THE REQUEST | From the line that includes "the windshield wiper" to the last line of the records, inclusive, repeat each line exactly.

##### DATA IN THIS EXERCISE

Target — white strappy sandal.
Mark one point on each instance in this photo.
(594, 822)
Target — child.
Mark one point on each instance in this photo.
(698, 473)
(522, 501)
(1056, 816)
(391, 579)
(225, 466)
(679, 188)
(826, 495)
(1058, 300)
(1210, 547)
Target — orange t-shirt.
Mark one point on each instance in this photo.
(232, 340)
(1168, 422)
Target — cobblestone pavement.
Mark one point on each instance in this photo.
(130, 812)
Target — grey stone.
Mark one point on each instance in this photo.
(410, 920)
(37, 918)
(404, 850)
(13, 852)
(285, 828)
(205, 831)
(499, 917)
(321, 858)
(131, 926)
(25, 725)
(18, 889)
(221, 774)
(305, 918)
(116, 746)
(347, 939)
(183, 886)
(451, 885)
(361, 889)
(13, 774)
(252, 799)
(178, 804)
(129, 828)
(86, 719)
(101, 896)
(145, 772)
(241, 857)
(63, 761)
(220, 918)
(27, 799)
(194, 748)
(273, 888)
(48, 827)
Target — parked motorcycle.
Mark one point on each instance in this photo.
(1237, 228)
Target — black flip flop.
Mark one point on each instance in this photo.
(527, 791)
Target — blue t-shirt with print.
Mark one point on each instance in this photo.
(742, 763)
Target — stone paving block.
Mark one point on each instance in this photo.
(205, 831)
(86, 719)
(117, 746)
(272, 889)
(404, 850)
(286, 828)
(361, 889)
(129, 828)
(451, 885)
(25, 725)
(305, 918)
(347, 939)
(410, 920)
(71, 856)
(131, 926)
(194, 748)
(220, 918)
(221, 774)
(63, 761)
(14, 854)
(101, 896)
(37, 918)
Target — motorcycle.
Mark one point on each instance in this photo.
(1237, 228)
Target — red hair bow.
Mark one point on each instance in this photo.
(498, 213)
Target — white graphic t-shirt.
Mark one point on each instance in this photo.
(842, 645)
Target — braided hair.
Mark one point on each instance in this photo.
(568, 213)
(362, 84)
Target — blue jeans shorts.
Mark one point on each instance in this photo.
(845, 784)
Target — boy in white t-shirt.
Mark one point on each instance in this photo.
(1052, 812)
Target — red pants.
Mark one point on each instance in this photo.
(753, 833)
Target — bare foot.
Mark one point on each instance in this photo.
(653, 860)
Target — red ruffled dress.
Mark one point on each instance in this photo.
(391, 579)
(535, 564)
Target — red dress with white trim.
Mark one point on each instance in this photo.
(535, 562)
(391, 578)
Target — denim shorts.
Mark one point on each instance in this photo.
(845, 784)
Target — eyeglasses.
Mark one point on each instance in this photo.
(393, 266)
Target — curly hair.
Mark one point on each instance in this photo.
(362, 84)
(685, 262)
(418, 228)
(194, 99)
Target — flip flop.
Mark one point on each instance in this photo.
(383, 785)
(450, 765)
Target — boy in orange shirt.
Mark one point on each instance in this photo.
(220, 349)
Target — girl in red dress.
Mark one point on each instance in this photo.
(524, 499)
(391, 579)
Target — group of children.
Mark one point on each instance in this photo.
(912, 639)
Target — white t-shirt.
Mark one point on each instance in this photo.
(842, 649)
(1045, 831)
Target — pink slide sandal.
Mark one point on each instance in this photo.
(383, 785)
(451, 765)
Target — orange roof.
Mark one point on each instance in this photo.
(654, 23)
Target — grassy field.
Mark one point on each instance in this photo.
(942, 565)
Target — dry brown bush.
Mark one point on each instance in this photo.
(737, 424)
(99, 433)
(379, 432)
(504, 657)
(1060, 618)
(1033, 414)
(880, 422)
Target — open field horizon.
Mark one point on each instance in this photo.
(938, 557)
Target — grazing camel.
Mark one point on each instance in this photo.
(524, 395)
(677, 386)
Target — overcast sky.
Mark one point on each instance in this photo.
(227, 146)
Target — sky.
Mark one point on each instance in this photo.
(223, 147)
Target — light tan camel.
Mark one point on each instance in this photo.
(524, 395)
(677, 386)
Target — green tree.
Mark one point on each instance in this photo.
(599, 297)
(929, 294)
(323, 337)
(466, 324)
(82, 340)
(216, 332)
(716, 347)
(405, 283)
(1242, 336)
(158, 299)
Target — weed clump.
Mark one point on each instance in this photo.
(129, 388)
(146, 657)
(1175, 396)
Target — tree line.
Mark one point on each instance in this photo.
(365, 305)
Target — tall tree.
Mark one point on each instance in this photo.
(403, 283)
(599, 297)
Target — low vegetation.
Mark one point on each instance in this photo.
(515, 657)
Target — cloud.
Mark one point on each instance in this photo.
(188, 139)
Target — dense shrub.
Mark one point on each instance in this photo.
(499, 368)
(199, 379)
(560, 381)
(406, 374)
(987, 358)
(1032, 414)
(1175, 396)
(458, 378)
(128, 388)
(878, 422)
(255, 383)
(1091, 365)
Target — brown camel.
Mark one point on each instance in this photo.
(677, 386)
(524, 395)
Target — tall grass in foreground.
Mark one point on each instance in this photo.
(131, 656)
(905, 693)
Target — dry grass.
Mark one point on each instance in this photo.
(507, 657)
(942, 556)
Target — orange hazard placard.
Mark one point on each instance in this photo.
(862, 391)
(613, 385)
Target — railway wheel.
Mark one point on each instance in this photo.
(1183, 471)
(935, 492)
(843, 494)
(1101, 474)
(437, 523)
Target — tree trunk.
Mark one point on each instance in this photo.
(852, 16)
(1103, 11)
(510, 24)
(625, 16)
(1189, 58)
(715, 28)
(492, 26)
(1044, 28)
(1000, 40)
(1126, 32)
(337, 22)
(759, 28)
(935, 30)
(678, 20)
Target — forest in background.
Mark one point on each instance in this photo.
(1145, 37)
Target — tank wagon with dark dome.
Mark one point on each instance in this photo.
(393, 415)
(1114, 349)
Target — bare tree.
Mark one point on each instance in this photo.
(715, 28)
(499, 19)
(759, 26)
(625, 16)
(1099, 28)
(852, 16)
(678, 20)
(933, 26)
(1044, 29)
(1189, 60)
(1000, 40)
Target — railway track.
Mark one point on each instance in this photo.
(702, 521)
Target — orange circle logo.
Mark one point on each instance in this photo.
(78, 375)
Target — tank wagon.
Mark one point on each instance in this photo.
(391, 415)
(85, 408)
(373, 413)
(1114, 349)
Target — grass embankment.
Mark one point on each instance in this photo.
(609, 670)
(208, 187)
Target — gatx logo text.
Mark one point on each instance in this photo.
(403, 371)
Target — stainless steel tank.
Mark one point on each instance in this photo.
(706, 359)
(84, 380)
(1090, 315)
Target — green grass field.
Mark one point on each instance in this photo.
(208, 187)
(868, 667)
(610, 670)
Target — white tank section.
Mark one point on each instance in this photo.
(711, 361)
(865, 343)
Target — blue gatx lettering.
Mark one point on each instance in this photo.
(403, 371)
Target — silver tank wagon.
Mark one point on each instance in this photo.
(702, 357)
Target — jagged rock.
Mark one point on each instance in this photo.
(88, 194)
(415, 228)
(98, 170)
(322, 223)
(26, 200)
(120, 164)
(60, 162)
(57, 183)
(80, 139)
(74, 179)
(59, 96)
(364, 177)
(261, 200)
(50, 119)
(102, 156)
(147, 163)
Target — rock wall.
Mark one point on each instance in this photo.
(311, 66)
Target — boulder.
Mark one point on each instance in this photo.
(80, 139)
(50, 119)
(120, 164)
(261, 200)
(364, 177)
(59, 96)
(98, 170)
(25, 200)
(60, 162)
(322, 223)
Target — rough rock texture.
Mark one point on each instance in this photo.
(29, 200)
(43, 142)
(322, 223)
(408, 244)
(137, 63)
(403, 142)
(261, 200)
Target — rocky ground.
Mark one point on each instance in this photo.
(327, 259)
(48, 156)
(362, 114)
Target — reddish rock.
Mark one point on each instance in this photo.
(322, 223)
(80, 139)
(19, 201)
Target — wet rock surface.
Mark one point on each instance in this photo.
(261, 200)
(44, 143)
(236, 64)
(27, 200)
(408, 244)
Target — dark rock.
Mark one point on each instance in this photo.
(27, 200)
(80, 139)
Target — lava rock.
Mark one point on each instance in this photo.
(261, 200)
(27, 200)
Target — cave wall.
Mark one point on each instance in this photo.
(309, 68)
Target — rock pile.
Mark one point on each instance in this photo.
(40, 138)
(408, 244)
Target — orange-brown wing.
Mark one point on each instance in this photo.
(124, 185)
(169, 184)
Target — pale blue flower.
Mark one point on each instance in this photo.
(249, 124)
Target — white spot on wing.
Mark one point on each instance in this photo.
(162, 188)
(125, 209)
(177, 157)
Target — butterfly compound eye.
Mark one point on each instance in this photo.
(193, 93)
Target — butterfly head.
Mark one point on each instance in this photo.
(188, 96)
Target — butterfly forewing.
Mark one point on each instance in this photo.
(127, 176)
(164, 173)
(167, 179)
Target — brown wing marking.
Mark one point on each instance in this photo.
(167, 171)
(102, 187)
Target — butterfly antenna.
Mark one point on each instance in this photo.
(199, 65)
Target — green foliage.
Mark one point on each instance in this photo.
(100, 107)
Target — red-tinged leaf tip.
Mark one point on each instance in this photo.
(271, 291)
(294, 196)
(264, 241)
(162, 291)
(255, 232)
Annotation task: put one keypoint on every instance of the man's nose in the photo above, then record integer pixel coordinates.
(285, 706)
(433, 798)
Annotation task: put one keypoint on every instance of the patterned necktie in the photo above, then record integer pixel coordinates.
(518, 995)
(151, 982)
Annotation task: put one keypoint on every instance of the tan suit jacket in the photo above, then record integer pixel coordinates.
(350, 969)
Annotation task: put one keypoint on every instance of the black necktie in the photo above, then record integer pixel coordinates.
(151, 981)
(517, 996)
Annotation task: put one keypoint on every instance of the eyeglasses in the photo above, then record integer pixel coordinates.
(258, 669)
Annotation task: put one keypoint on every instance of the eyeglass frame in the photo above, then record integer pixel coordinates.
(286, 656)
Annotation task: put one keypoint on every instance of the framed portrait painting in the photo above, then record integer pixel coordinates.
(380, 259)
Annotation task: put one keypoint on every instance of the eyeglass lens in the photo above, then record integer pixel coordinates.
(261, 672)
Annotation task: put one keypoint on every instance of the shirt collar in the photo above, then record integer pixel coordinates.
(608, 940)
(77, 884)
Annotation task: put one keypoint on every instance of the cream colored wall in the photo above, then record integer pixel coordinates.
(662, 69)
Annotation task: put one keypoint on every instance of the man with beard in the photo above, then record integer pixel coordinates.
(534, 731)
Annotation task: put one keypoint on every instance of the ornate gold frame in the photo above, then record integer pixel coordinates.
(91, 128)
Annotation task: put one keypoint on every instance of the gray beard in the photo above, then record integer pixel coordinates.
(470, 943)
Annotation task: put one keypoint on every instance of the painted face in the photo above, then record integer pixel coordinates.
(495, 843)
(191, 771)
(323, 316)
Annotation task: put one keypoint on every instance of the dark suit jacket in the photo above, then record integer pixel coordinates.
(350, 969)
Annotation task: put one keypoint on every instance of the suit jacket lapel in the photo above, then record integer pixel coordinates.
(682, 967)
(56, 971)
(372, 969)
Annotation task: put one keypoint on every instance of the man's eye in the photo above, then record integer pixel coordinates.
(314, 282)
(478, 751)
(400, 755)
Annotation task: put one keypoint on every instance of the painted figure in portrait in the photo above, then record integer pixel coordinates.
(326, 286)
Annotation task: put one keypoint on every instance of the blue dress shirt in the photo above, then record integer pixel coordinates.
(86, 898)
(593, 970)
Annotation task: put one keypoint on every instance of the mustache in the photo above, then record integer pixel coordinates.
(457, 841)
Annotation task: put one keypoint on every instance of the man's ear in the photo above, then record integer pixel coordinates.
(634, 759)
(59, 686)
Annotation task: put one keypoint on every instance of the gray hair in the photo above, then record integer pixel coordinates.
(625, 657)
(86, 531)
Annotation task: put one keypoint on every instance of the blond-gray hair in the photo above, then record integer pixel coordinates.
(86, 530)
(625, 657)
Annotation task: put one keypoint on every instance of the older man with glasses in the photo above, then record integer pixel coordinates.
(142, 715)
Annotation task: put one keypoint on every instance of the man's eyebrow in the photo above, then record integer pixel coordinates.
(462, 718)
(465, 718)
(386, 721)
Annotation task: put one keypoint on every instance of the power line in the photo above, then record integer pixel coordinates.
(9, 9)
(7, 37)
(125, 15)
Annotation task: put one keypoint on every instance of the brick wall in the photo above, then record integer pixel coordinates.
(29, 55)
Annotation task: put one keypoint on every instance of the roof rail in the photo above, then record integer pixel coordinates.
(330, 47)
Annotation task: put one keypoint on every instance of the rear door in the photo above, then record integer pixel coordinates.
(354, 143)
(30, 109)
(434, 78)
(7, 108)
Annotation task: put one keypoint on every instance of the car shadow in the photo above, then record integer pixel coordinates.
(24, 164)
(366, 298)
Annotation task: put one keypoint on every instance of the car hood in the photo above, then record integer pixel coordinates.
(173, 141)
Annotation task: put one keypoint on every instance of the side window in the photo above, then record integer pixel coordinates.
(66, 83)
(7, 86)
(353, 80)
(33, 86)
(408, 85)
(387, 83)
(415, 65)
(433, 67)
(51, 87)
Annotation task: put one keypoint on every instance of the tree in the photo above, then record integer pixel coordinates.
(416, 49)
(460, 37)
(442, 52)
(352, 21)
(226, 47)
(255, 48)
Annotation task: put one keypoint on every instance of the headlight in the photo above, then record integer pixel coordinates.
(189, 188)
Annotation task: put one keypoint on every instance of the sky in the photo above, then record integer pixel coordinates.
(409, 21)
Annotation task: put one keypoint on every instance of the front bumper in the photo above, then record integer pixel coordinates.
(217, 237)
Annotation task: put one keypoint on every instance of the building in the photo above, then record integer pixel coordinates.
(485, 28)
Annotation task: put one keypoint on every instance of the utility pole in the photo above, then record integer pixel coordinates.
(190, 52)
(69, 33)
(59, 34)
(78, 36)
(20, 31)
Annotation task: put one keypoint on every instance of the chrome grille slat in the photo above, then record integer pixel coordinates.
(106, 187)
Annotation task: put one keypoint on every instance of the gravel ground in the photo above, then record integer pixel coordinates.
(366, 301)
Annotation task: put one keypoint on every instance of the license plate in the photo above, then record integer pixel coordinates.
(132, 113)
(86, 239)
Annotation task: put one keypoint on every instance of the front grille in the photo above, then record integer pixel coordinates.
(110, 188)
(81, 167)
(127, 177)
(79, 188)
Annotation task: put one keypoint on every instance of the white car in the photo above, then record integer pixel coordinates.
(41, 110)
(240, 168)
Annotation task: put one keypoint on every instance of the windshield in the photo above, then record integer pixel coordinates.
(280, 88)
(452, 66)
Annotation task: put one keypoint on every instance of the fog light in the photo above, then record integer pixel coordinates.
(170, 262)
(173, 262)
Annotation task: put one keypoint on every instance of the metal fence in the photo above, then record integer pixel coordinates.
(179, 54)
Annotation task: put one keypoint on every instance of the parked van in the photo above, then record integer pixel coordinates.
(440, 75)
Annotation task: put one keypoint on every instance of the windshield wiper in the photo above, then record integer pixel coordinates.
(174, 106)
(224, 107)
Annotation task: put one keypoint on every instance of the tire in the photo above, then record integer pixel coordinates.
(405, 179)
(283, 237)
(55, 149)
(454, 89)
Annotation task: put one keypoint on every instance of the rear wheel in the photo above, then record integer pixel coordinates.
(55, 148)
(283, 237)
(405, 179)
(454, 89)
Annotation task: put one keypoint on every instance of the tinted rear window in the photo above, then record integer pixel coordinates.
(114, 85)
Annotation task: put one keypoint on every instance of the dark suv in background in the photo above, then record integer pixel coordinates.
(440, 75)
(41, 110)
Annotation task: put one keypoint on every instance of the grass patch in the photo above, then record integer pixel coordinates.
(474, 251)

##########

EXERCISE RESULT |
Annotation task: put one keypoint on every instance of the windshield wiper in the photo above, then record integer pixel coordinates.
(174, 106)
(224, 107)
Annotation task: put one keypoint on every instance of the tire in the photo above, then record integer pixel coordinates.
(405, 179)
(283, 237)
(55, 149)
(454, 89)
Annotation task: put one keypoint on every instance of the rear wheel in the photo above, then record integer pixel coordinates.
(55, 148)
(283, 237)
(405, 179)
(454, 89)
Annotation task: put one keypoint on every instance of the tinted rear window in the photo above, then record integer pixel coordinates.
(114, 85)
Annotation task: put one keypoint on every instance of the dark suv in background in the photo above, then record integer pixel coordinates.
(440, 75)
(41, 110)
Annotation task: put one keypoint on every instance of the grass patch in the photo above, then record integer pixel coordinates.
(474, 251)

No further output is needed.